Texte proposé -

Présentez-nous le CIDPH

Zerbo Youma (ZY) : Le CIDPH est le Comité interministériel de détermination des prix des hydrocarbures. C’est une structure d’aide à la décision que le gouvernement a mis en place pour lui faire des propositions pertinentes afin de déterminer le prix des hydrocarbures mois après mois au Burkina Faso. Elle est chargée d’un certain nombre de missions essentielles parmi lesquelles je peux citer la nécessité de collecter toutes documentations, toutes informations relatives au marché pétrolier international. Donc le CIDPH collecte ces informations et documents, les exploite en vue de retenir des éléments d’informations qui peuvent être nécessaires pour la détermination des prix des hydrocarbures. Il est également chargé de proposer la structure des prix au gouvernement. Chaque mois, c’est cette structure qui fait une proposition de la structure des prix pour le mois à venir au gouvernement.

Qu’est ce que la structure des prix ?

Z. Y : La structure des prix, c’est un certain nombre de charges qui concourent à la détermination du prix du carburant. Le liquide précieux n’est pas produit au Burkina Faso, il faut le localiser sur le marché international, au meilleur prix et l’acquérir. C’est déjà un élément de la structure des prix. Il faut le stoker, il y a des charges de stockage ; il faut le transporter. Depuis l’achat jusqu’à la distribution à la pompe, il y a un ensemble de charges. Il s’agit d’identifier tous ces éléments de charges et de déterminer les montants de ces charges afin que globalement en tirant la somme on sache à combien revient le litre du super 91, du gas-oil à la pompe du Burkina Faso. C’est l’ensemble de ces éléments de charges qui rentrent en ligne de compte dans la détermination des prix des hydrocarbures qu’on appelle la structure des prix.

Les consignes -
1. Résumez en deux phrases le texte sur le CIDPH.
2. Reprenez le texte sur le CIDPH juste après sa dernière phrase et poursuivez-le.
Les données n'ont aucun lien avec le texte proposé.

Jeu de données -
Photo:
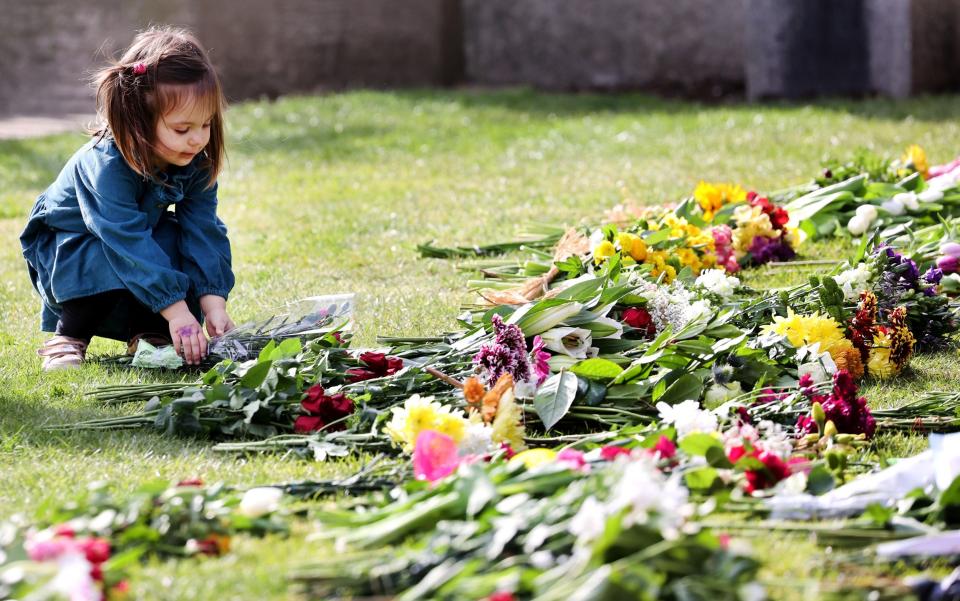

Corrigé de l'exercice -
1. Le CIDPH, Comité interministériel de détermination des prix des hydrocarbures, aide le gouvernement du Burkina Faso à fixer chaque mois le prix des hydrocarbures : il recueille et exploite les informations sur le marché pétrolier international, puis propose la structure des prix. Cette structure réunit toutes les charges, de l'achat sur le marché international au stockage, au transport et à la distribution à la pompe, et leur somme donne le prix du litre de super 91 ou de gas-oil.

2.
Maintenant, les montants peuvent varier pour certaines charges d’un mois à l’autre et il y a des montants qui ne varient pas comme la TVA.

Pourquoi un comité interministériel pour déterminer les prix des hydrocarbures ?

Z. Y : Comme je l’ai dit, le gouvernement a voulu s’entourer d’un outil d’aide à la décision et on a pensé que compte tenu de la sensibilité de la question, la diversité des acteurs qui concourent à la gestion du problème, qu’il fallait mettre en place une structure où les experts peuvent avoir l’occasion de mettre ensemble et en commun les informations, les analyses, les visions afin de faire une proposition plus au moins consensuelles au gouvernement. On n’a pas voulu confier à une autorité unique cette question sensible. C’est vraiment le souci de partage de l’information, de la mise en commun des propositions autour d’une question sensible qui a justifié la création d’un comité interministériel.

Quelles sont les structures représentées dans ce comité ?

Z.Y : Les structures qui sont représentées sont au nombre de quatre. Il y a le Premier ministère qui est une structure de coordination de l’action gouvernementale ; il y a le ministère de l’Economie et des Finances ; le ministère chargé du Commerce et le ministère de l’Energie, des mines et des carrières. Ce sont les 4 structures qui sont représentées en plus de la SONABHY qui assiste à titre d’observation aux travaux du comité interministériel de détermination des prix des hydrocarbures.

Le secteur pétrolier bénéficie de subvention. En quoi consiste cette subvention ?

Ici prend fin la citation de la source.